Work order => What you return must match the listing below line for line, minus its pictures.

Listed records =>
+===+

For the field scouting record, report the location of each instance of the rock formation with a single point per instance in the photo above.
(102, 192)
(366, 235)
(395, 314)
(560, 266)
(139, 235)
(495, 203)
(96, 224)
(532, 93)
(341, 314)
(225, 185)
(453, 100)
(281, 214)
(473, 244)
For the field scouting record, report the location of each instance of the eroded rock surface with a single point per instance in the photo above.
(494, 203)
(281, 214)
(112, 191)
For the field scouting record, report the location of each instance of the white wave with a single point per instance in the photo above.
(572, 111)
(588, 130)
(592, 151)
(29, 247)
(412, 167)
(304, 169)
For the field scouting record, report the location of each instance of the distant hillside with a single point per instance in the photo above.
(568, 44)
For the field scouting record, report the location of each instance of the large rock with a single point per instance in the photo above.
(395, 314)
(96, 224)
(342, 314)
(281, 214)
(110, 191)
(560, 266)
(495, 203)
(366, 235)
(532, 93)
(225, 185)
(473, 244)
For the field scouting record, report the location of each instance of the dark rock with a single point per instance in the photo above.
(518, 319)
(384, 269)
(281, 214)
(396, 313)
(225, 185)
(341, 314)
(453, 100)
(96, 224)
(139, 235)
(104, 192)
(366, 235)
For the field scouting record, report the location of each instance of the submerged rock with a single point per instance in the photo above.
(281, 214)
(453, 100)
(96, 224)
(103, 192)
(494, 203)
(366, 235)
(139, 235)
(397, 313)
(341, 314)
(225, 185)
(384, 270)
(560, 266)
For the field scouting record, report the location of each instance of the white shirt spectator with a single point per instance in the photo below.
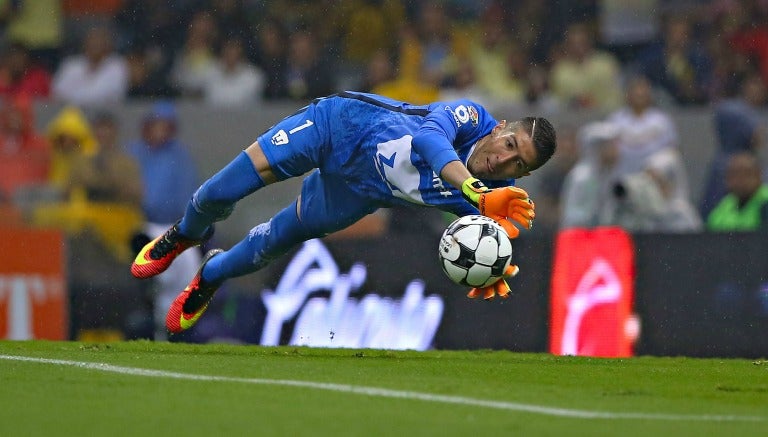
(79, 83)
(95, 77)
(642, 135)
(233, 82)
(236, 88)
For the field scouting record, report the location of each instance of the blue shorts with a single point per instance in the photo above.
(328, 205)
(299, 144)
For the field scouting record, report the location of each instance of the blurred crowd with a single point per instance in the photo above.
(631, 64)
(234, 53)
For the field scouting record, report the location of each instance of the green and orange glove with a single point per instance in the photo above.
(499, 287)
(501, 204)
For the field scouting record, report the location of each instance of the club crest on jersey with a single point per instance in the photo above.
(473, 116)
(280, 138)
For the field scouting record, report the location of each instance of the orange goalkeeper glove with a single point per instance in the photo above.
(501, 204)
(499, 287)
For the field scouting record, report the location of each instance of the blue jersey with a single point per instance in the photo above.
(389, 151)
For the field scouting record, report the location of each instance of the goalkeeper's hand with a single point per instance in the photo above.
(501, 204)
(499, 287)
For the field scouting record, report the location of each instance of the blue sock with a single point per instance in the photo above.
(215, 199)
(264, 243)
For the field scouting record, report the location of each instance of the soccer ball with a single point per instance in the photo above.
(474, 251)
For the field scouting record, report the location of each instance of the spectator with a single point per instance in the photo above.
(98, 186)
(380, 70)
(366, 27)
(20, 76)
(409, 85)
(655, 199)
(270, 56)
(24, 155)
(110, 175)
(678, 65)
(233, 82)
(644, 128)
(587, 186)
(464, 85)
(738, 129)
(146, 78)
(745, 207)
(550, 181)
(71, 139)
(196, 58)
(434, 43)
(39, 26)
(165, 161)
(538, 96)
(584, 77)
(97, 76)
(308, 73)
(490, 52)
(750, 36)
(231, 18)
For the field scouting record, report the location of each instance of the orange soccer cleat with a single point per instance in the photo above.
(158, 254)
(191, 303)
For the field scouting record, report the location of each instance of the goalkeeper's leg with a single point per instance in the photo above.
(326, 205)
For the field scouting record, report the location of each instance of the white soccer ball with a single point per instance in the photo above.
(474, 251)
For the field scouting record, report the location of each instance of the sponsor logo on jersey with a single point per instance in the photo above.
(461, 114)
(474, 117)
(280, 138)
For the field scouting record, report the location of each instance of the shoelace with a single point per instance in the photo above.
(163, 246)
(199, 295)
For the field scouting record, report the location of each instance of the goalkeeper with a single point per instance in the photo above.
(364, 152)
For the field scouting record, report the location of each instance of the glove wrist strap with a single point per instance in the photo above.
(472, 189)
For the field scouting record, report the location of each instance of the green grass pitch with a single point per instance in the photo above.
(150, 389)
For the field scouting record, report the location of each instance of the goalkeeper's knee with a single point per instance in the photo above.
(213, 203)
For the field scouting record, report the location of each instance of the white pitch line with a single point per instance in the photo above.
(388, 393)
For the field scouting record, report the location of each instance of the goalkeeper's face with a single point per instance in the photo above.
(503, 154)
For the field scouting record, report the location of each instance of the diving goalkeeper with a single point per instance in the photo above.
(367, 152)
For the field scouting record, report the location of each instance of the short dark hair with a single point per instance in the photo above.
(543, 136)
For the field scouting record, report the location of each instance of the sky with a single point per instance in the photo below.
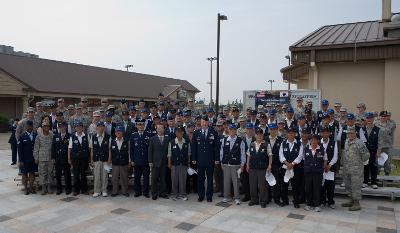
(173, 38)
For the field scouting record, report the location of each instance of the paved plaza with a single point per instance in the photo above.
(51, 213)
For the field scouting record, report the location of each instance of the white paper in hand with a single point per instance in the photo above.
(382, 159)
(288, 175)
(329, 175)
(239, 171)
(107, 167)
(191, 171)
(270, 179)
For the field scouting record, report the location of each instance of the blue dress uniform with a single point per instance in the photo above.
(139, 144)
(328, 189)
(26, 143)
(60, 155)
(313, 170)
(372, 145)
(205, 151)
(80, 158)
(277, 169)
(290, 156)
(13, 143)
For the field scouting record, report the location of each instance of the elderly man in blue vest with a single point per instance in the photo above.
(205, 153)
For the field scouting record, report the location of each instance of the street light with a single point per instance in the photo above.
(271, 81)
(288, 57)
(211, 59)
(220, 17)
(127, 67)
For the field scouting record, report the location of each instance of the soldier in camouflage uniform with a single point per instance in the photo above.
(387, 139)
(39, 114)
(21, 127)
(360, 116)
(355, 154)
(42, 154)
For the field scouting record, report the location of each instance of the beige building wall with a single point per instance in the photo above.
(392, 93)
(353, 83)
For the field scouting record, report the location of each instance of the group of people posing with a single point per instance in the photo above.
(250, 157)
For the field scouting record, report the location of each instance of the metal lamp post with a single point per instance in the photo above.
(220, 17)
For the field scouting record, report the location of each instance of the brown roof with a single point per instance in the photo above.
(62, 77)
(344, 35)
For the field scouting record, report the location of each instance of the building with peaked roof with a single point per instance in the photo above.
(352, 63)
(24, 78)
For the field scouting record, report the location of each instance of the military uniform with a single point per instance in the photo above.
(139, 144)
(205, 151)
(42, 155)
(60, 156)
(355, 154)
(26, 160)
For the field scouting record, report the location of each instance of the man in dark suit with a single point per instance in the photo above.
(205, 153)
(128, 125)
(158, 150)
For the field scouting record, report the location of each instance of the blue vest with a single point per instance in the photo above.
(259, 159)
(314, 164)
(275, 151)
(139, 148)
(100, 151)
(290, 156)
(120, 157)
(231, 157)
(25, 148)
(179, 156)
(79, 151)
(60, 147)
(372, 139)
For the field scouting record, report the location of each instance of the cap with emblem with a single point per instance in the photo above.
(383, 113)
(249, 125)
(350, 116)
(369, 115)
(100, 123)
(119, 128)
(272, 126)
(324, 102)
(259, 131)
(361, 105)
(289, 110)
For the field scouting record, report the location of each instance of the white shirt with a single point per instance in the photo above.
(291, 144)
(79, 139)
(335, 153)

+===+

Task solution =>
For the field scouting record, report the location of each instance of the rock formation with a single point per instance in the photo above.
(102, 192)
(366, 235)
(395, 314)
(560, 266)
(139, 235)
(495, 203)
(96, 224)
(532, 93)
(341, 314)
(225, 185)
(453, 100)
(281, 214)
(473, 244)
For the field scouting record, report the location of each instance of the eroded rock surface with a single point per instance in the photo above.
(494, 203)
(281, 214)
(112, 191)
For the field scouting record, report the location of each instance of the white wave with a single point per instance in the photo above.
(572, 111)
(588, 130)
(592, 151)
(29, 247)
(412, 167)
(304, 169)
For the field scouting record, report the location of each instance of the distant hillside with a single point per instance in the photo above.
(568, 44)
For the field scouting record, report the location of each instance of the large rock with a single point per instance in the photo above.
(395, 314)
(96, 224)
(342, 314)
(281, 214)
(110, 191)
(560, 266)
(495, 203)
(366, 235)
(532, 93)
(225, 185)
(473, 244)
For the field scouting record, report the location of each instance of the dark rock with a single point per instance in the photo above.
(518, 319)
(384, 269)
(281, 214)
(396, 313)
(225, 185)
(341, 314)
(453, 100)
(96, 224)
(139, 235)
(104, 192)
(366, 235)
For the field scouting record, report the location of each instance of the submerged rock with a single point per instance in the photo above.
(281, 214)
(453, 100)
(96, 224)
(103, 192)
(494, 203)
(366, 235)
(139, 235)
(397, 313)
(341, 314)
(225, 185)
(384, 270)
(560, 266)
For the field scouting record, report the location of each instance of the white shirt spectator with a single point per instance in the photo below.
(79, 83)
(95, 77)
(642, 135)
(233, 82)
(236, 88)
For the field scouting record, report the location of each instance of the blue shorts with a single point per instance in the photo above.
(328, 205)
(299, 144)
For the field scouting record, report the location of each instance of the blurred crowd with a single point per instance in the photo above.
(631, 64)
(234, 53)
For the field scouting record, report the location of each instance of the green and orange glove with a single point per instance in the photo above.
(499, 287)
(501, 204)
For the field scouting record, report the location of each instance of the club crest on jersey with a single point per instance in the photo above.
(473, 116)
(280, 138)
For the field scouting record, report the location of each instance of the orange goalkeeper glove with a single point per instance in the photo above.
(501, 204)
(499, 287)
For the field scouting record, report the location of each instance of the blue jersey with a single point per instance in the photo above.
(389, 151)
For the field scouting record, report the location of each instance of the goalkeeper's hand with a single point per instance in the photo above.
(501, 204)
(499, 287)
For the field scouting record, report the location of each instance of the blue sock with a single point per instance in the photo above.
(215, 199)
(264, 243)
For the field scouting record, report the location of each instance of the soccer ball with a single point per instance in the photo above.
(474, 251)
For the field scouting record, report the location of each instance of the spectator with a single point per instance in the photo above.
(98, 186)
(380, 70)
(366, 27)
(20, 76)
(409, 85)
(655, 199)
(270, 56)
(24, 155)
(110, 175)
(678, 65)
(233, 82)
(644, 128)
(587, 186)
(464, 85)
(738, 129)
(146, 78)
(745, 207)
(550, 181)
(71, 139)
(196, 58)
(434, 43)
(39, 26)
(165, 161)
(538, 96)
(584, 77)
(97, 76)
(308, 73)
(490, 52)
(750, 36)
(231, 18)
For the field scouting record, report the location of each instance of the orange soccer cleat with a single point per instance in the photo above.
(158, 254)
(191, 303)
For the field scouting record, report the location of each instance of the goalkeeper's leg with a single point per instance in the photo above.
(326, 205)
For the field scouting record, report the location of each instance of the white soccer ball with a single point per instance in the photo above.
(474, 251)
For the field scouting record, report the location of each instance of the sponsor logo on jersey with a single point per instance in the photo above.
(461, 114)
(474, 117)
(280, 138)
For the field scouting record, report the location of each instance of the shoelace with a single point per instance in the photo above.
(163, 246)
(199, 295)
For the field scouting record, report the location of each instance of the goalkeeper with a single point per instance in the photo above.
(364, 152)
For the field scouting record, report the location of each instance of the glove wrist strap with a single point per instance in the photo above.
(472, 189)
For the field scouting record, report the location of each instance of the green grass pitch with a single point per instance in the photo above.
(150, 389)
For the field scouting record, report the location of each instance of the goalkeeper's knee with a single point per instance in the photo above.
(213, 203)
For the field scouting record, report the location of each instance of the white pitch line with a single point per instance in the photo above.
(388, 393)
For the field scouting record, report the location of each instance of the goalkeeper's face with a single point per instance in the photo above.
(503, 154)
For the field scouting record, report the location of each instance of the diving goalkeeper with a single point per instance in the photo above.
(367, 152)
For the field scouting record, report the location of each instance of the short dark hair with a single point per instance in the photo above.
(543, 136)
For the field scouting record, report the location of each instance of the sky with a single point per instance in the photo below.
(173, 38)
For the field scouting record, report the location of each instance of the paved plaza with a single point per instance in the photo above.
(51, 213)
For the field scouting record, report the location of each instance of the white paper in hand with a single point per instance in the photo above.
(382, 159)
(288, 175)
(329, 175)
(239, 171)
(107, 167)
(191, 171)
(270, 179)
For the field scouting record, report the location of each instance of the blue dress uniform with a single point per instance in the photo above.
(139, 144)
(328, 189)
(26, 143)
(60, 155)
(313, 170)
(372, 145)
(205, 151)
(80, 158)
(277, 169)
(290, 156)
(13, 143)
For the field scouting record, report the location of each instance of the elderly man in blue vest with a single point per instance in the photo above.
(205, 153)
For the field scouting record, report the location of each instance of the street light with a single point per instance in the photo above.
(271, 81)
(288, 57)
(211, 59)
(220, 17)
(127, 67)
For the field scouting record, report the location of each instance of the soldier in camouflage uniform with a single point per instance in the photo above.
(387, 139)
(39, 114)
(21, 127)
(360, 116)
(355, 154)
(42, 154)
For the field scouting record, report the location of each instance of the beige building wall with a single point per instance in the photo above.
(392, 93)
(353, 83)
For the field scouting record, report the location of each instance of the group of people posing with a single point per instance in the photo above.
(250, 157)
For the field scouting record, report the location of each instance of the metal lamp post with a single point per instance in the photo above.
(220, 17)
For the field scouting record, report the location of each instance of the brown roof with a single point per instance in the photo above.
(62, 77)
(344, 35)
For the field scouting record, report the location of each instance of the building with peaked roof with a single point per instance in the photo above.
(352, 63)
(24, 78)
For the field scouting record, report the location of each instance of the military uniform with a single point per instance in the photo above.
(139, 144)
(205, 151)
(42, 155)
(60, 156)
(355, 154)
(26, 160)
For the field scouting record, report the location of each instance of the man in dark suit with a single point per instance in the photo above.
(205, 153)
(128, 125)
(158, 150)
For the field scouting record, report the location of each instance of the blue vest with a single point per instance in the photo above.
(259, 159)
(314, 164)
(275, 151)
(139, 148)
(100, 151)
(290, 156)
(120, 157)
(231, 157)
(25, 148)
(179, 156)
(79, 151)
(60, 147)
(372, 139)
For the field scouting record, report the location of each instance of the cap with emblem with a single point per instance in the photo above.
(383, 113)
(249, 125)
(350, 116)
(369, 115)
(100, 123)
(119, 128)
(272, 126)
(324, 102)
(259, 131)
(361, 105)
(289, 110)
For the field scouting record, report the location of each instance of the white shirt with a single point per instance in the photo above.
(291, 144)
(79, 139)
(335, 153)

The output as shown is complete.